(Data records)
◇ ◇ ◇ ◇ ◇

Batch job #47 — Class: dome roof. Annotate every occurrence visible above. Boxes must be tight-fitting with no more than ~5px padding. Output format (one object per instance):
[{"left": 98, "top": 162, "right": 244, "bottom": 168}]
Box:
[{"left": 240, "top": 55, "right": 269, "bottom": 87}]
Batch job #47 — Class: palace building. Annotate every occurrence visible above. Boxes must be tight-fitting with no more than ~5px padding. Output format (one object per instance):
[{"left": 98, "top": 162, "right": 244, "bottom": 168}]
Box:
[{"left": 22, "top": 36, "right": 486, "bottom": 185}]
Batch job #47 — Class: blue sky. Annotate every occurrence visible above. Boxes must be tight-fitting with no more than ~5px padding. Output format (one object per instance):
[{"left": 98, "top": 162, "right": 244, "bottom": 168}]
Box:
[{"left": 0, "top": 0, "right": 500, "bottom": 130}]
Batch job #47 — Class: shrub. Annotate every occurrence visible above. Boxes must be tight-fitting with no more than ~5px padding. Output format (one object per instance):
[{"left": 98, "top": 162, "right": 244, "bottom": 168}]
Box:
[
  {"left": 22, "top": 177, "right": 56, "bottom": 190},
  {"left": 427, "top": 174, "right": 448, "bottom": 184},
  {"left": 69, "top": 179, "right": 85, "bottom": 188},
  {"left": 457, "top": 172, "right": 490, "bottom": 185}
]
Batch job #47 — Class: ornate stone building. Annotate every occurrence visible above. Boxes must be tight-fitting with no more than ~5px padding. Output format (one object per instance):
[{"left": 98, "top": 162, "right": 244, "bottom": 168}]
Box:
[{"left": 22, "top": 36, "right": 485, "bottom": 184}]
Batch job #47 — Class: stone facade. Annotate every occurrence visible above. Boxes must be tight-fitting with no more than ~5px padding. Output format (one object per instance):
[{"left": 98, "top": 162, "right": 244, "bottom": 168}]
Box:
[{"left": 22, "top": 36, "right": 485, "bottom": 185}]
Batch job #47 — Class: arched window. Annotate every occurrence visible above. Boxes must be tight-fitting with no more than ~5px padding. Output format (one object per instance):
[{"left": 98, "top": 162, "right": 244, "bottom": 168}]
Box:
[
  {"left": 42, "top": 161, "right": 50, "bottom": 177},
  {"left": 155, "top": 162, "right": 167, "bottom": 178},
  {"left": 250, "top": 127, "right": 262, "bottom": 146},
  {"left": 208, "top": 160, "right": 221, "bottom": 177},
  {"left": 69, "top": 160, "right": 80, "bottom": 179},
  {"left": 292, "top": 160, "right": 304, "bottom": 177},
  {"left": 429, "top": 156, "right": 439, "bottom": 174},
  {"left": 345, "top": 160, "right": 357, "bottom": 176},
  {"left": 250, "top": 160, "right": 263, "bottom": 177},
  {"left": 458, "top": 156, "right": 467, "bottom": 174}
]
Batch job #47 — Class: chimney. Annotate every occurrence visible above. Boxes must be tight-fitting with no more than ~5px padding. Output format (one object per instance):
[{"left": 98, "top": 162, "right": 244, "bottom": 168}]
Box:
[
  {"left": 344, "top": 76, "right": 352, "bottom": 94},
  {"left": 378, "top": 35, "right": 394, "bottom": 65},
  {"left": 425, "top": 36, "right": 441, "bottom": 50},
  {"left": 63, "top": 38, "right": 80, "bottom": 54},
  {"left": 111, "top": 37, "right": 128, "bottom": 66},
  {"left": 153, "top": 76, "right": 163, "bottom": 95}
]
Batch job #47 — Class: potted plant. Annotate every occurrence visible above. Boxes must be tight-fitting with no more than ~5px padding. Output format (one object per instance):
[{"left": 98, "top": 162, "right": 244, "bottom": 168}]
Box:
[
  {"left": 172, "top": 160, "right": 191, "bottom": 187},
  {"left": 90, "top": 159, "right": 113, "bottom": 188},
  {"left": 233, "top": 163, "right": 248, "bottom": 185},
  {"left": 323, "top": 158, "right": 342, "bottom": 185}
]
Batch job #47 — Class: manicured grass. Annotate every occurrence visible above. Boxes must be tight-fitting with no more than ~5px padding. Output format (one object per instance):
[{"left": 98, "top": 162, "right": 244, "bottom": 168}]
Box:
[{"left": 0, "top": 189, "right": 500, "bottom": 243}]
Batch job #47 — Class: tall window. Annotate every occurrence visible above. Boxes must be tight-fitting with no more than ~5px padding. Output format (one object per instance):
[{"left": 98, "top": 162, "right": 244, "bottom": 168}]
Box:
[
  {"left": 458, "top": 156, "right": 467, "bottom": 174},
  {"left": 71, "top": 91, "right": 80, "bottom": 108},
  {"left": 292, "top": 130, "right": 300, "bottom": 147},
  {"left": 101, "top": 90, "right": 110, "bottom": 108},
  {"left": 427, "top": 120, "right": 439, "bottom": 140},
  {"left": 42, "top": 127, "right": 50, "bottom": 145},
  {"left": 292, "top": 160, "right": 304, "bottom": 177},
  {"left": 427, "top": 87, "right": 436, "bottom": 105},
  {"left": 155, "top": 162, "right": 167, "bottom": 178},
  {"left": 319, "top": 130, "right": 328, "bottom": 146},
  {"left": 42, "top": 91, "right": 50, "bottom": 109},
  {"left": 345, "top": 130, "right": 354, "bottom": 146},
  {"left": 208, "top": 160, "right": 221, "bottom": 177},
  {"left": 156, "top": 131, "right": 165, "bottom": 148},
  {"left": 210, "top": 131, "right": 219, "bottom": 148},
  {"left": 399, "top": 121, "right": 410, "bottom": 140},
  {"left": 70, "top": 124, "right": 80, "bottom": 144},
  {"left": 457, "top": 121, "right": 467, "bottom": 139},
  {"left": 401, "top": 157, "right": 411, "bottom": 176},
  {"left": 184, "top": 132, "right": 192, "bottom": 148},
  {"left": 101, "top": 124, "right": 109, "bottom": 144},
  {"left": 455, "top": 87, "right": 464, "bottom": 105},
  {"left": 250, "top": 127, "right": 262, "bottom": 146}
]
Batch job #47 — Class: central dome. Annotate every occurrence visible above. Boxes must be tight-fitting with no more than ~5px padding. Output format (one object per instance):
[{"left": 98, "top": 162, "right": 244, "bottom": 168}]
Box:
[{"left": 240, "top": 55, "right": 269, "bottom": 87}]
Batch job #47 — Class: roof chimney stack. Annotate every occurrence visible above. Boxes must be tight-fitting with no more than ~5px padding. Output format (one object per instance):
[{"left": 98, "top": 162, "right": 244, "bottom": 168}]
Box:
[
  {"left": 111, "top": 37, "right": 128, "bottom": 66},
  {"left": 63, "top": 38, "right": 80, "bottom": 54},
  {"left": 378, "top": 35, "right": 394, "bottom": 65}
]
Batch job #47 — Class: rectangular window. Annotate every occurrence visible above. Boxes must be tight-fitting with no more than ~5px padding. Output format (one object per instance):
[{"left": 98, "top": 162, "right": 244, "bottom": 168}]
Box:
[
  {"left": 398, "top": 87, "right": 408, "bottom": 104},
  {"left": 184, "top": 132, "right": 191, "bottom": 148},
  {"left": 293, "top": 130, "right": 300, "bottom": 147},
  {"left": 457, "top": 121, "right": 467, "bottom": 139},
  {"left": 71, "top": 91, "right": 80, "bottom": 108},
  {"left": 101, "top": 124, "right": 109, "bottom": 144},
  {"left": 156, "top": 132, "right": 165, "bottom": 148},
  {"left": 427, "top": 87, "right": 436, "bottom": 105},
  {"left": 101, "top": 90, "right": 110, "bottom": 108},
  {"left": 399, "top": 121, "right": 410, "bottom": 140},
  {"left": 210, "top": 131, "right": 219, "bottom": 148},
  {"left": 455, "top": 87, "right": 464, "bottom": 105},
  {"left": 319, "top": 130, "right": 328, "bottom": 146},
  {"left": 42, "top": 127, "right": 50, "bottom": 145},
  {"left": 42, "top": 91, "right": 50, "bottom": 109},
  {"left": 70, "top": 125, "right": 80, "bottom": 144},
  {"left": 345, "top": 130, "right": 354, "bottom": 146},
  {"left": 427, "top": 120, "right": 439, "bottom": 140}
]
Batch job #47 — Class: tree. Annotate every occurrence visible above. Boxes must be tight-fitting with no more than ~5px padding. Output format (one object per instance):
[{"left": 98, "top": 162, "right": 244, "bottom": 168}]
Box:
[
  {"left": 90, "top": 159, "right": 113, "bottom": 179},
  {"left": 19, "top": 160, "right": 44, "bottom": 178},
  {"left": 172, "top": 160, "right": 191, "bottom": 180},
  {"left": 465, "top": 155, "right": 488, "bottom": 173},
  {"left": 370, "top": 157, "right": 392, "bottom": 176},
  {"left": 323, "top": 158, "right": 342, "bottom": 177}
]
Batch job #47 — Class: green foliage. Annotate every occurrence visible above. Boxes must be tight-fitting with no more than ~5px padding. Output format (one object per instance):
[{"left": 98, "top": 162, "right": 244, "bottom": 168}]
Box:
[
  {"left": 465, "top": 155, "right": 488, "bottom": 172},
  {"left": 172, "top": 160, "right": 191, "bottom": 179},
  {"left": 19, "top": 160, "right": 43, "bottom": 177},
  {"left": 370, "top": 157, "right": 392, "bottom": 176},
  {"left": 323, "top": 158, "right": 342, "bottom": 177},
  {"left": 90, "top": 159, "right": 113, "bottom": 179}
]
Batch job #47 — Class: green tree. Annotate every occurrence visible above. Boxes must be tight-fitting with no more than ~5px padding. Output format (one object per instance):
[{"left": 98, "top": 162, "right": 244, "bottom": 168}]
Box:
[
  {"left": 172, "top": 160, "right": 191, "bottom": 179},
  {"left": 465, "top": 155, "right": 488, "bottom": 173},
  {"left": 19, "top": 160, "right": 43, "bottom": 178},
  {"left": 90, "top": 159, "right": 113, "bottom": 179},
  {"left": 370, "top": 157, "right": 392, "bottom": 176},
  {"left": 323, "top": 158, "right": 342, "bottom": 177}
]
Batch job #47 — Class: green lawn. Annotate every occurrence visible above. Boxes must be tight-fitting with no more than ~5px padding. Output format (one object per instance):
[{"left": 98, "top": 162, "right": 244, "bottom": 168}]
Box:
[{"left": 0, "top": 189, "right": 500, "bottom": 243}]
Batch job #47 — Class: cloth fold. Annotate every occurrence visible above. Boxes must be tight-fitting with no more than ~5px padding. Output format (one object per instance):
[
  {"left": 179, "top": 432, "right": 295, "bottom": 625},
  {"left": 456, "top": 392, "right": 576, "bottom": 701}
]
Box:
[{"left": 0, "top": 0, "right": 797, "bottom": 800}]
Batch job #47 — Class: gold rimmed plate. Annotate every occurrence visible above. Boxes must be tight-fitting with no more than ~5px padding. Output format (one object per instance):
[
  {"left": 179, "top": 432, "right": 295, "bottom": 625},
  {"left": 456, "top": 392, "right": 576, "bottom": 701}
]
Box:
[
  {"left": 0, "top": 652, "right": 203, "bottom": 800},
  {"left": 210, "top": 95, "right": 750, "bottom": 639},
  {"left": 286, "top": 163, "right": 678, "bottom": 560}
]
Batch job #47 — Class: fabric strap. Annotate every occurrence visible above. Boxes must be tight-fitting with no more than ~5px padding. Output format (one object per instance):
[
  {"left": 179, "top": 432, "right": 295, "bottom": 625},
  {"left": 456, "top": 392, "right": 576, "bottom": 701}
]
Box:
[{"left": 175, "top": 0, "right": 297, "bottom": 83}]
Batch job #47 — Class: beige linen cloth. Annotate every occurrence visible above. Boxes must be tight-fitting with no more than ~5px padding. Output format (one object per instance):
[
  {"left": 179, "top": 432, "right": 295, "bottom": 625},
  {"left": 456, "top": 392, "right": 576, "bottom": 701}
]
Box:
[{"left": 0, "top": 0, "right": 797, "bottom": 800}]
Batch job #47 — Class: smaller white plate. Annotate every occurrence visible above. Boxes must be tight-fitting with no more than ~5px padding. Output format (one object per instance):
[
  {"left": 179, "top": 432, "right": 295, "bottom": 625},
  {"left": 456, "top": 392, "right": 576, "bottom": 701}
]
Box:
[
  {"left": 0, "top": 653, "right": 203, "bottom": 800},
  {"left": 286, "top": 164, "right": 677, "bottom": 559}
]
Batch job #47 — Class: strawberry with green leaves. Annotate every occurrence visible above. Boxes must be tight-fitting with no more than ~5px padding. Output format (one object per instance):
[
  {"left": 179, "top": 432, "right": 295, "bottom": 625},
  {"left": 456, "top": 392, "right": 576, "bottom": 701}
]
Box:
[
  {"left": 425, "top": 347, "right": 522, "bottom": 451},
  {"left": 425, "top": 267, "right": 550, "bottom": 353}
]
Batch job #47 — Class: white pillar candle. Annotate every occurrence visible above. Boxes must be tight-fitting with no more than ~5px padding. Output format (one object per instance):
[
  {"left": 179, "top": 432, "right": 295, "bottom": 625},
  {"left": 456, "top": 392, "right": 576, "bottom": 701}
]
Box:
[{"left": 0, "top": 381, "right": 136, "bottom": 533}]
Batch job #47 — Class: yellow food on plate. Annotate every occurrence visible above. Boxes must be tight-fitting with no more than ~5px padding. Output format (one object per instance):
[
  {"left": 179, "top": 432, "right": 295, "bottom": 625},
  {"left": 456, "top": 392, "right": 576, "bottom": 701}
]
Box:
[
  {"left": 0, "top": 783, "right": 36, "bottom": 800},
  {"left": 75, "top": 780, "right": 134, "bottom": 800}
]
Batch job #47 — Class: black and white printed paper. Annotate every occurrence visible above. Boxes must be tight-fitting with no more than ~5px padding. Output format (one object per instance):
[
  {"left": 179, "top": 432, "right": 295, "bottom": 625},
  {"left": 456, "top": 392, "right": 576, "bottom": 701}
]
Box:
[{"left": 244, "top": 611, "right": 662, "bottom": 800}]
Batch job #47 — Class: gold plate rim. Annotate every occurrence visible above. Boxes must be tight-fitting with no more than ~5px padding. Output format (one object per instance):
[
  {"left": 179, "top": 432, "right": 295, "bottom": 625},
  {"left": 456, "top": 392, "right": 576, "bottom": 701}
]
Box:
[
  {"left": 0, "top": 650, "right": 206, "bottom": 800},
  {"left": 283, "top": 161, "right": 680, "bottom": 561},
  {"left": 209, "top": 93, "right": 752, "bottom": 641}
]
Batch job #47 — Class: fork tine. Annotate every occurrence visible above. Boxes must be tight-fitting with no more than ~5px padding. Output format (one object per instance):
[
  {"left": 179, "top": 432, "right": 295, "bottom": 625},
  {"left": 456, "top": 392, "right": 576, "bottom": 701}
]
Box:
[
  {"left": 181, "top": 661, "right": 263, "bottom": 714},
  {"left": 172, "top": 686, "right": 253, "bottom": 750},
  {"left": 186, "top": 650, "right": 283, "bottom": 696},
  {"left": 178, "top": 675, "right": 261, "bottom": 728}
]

◇ ◇ ◇ ◇ ◇

▸ EXERCISE TASK: Find the line containing "Batch job #47 — Class: fork", then output it and every line after it to the end of the data, exactly.

▸ SOLUTION:
Batch job #47 — Class: fork tine. Annotate every occurrence visible above. Boxes must be tight-fitting with no more than ~5px padding. Output format (one object per instance):
[
  {"left": 179, "top": 432, "right": 295, "bottom": 625},
  {"left": 456, "top": 392, "right": 576, "bottom": 701}
]
Box:
[
  {"left": 181, "top": 661, "right": 263, "bottom": 714},
  {"left": 172, "top": 686, "right": 253, "bottom": 750},
  {"left": 186, "top": 650, "right": 283, "bottom": 696},
  {"left": 178, "top": 675, "right": 261, "bottom": 728}
]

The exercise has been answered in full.